-- START OF Passage given --

- DAYS OF YESTERYEAR IN MONCTON AND ALBERT COUNTY RECALLED
Editor, Moncton Daily Times
Dear Sir--A visit to the modern City of Moncton a few weeks ago brought to mind the
Moncton, termed by the down-river people "The Bend" of the late seventies and early eighties when a young man I served as
apprenticeship with C. E. Northrup, then the only photographer in the town. I was pleased to find him still hale and active.
The columns of The Times were permeated with the keen wit of Thaddeus Stevens
and a thorn in the side of the administration at Ottawa. After a head-on collision on the I. C. R., The Times headlines announced----"Another Unsuccessful
Attempt to Cross Two Trains on a Single Track---There's Millions in it if they only succeed".
Most of the town lay below the Main Street railway crossing which was at grade and
protected by flagmen. Practically all sidewalks were of plank. The river bridge was a rambling wooden structure. The present
fine Brunswick Hotel has replaced a small wooden building and the same is true of many business blocks on Main Street.
Your splendid Post Office and Customs House would do credit to a much larger
city. As I viewed the handsome new High School building, I was impressed with the city's growth. The factory building near
the new school, was, I think, built in an open field for the Peters Combination Lock Company. The only criticism of your fine
new school is the crowded location.

-- END OF Passage given --

Exercise: In the letter recalling old Moncton, what brought the writer to the town as a young man in the late seventies and early eighties?

-- START OF Source data --

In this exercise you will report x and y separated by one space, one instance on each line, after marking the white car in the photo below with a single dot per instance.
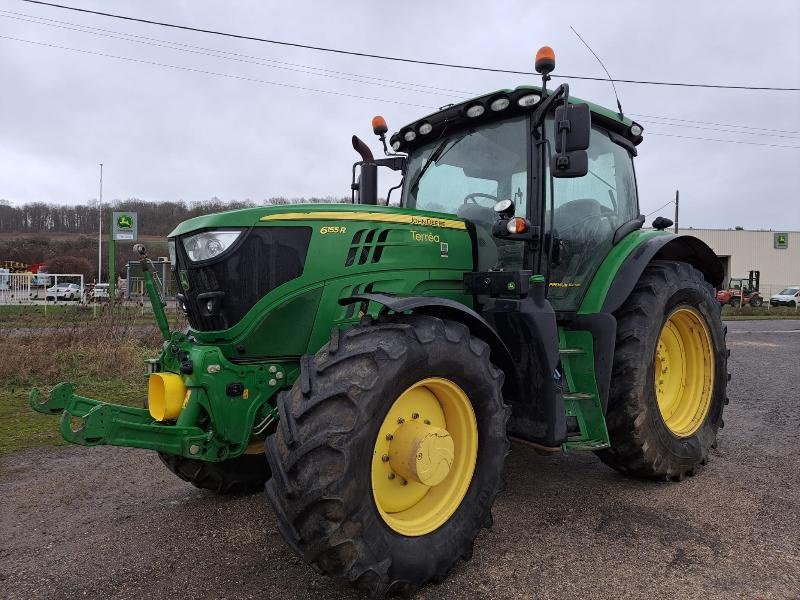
788 297
64 291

-- END OF Source data --

Task response: The writer was serving an apprenticeship with C. E. Northrup, who was then the only photographer in the town.